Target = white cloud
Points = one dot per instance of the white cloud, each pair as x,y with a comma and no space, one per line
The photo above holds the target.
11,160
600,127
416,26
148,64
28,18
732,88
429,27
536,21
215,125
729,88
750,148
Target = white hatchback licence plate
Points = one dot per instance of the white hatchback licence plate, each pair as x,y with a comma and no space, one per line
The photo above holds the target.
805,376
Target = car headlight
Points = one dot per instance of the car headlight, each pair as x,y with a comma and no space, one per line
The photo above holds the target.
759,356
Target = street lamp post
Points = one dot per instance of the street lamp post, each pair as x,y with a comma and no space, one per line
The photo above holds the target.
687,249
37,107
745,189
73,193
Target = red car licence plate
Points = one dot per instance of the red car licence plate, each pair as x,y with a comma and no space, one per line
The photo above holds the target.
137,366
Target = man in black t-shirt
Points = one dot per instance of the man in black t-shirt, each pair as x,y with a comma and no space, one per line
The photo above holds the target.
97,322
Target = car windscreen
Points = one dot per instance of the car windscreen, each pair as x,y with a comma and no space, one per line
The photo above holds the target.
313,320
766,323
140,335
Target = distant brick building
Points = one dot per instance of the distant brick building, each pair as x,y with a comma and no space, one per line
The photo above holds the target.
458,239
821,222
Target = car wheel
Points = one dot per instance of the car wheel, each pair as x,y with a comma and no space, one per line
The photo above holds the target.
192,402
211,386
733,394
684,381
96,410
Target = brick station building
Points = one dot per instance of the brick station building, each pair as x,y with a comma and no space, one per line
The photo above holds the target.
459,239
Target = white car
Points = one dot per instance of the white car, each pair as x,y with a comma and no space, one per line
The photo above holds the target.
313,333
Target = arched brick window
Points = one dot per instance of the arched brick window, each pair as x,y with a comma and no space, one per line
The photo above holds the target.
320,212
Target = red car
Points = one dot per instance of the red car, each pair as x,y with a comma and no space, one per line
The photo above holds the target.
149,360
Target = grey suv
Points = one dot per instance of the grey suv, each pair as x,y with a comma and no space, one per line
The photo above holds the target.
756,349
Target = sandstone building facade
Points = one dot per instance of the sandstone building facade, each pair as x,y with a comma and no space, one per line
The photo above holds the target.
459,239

EXERCISE BRIEF
Give the data again. Keep every line identical.

RESPONSE AREA
Target = white cloud
Points = one dot per instance of the white cloud, each pair as x,y with a comma and no space, one per line
The photo above holds the target.
11,160
600,127
416,26
148,64
28,18
732,88
429,27
536,21
215,125
729,88
750,148
Target = white hatchback licence plate
Points = one dot per instance of the white hatchback licence plate, each pair as x,y with a comma and no space, one per line
The photo above holds the target.
805,376
Target = car headlight
Points = one dot per instance of the car headlight, each pair as x,y with a comma and no space, one per line
The photo above holds the target.
759,356
Target = street lamp post
Points = one dot per instance of the street lamp post, each pair as x,y with a comma and no space, one per line
The photo above holds the target.
687,249
37,107
745,189
73,193
Target = red car licence plate
Points = one dot per instance of the red car licence plate, each pair as x,y with a comma and no space, one per line
The photo above holds the target.
137,366
Target = man in black t-shirt
Points = one dot per instance of the man in black t-shirt, each pair as x,y with a comma and no space, one per line
The photo above holds the target.
97,322
Target = car windscreen
Points = one dot per instance of the car windscreen, each pair as x,y with a comma and no space, one per line
The photo above holds the target.
313,320
766,323
140,335
Target = distant brick building
Points = one dot per instance of the distant brick building, each pair as x,y with a comma and no space, one per line
The photo above holds the target.
458,239
821,222
Target = car wheel
Points = one dot per instance of the car wheel, each pair as x,y with a comma and no space, one per line
The photo above holds the target.
192,402
211,386
733,394
684,381
96,410
Target = brick station building
Points = one dot per instance of the brick station building, each pair as x,y with a comma and no space, one per line
The photo above holds the target.
459,239
Target = white car
Points = one dot per instance of the white car, each pair as x,y with a comma and no space, one per line
The photo above holds the target.
313,333
Target = arched brick window
Points = one dot per instance of the arched brick window, each pair as x,y with a comma and no space, one per line
The photo above holds the target.
320,212
Target = red car
Points = one dot per instance of the red car, each pair as x,y with a comma and no space, one per line
The photo above holds the target.
149,360
Target = grey suv
Points = one dot per instance of the grey suv, each pair as x,y with a comma and no space, one per line
The photo above holds the target.
756,349
Target = sandstone building facade
Points = one dot per instance of the sandstone building facade, each pair as x,y with a comma and no space, one per line
The photo above holds the target.
459,239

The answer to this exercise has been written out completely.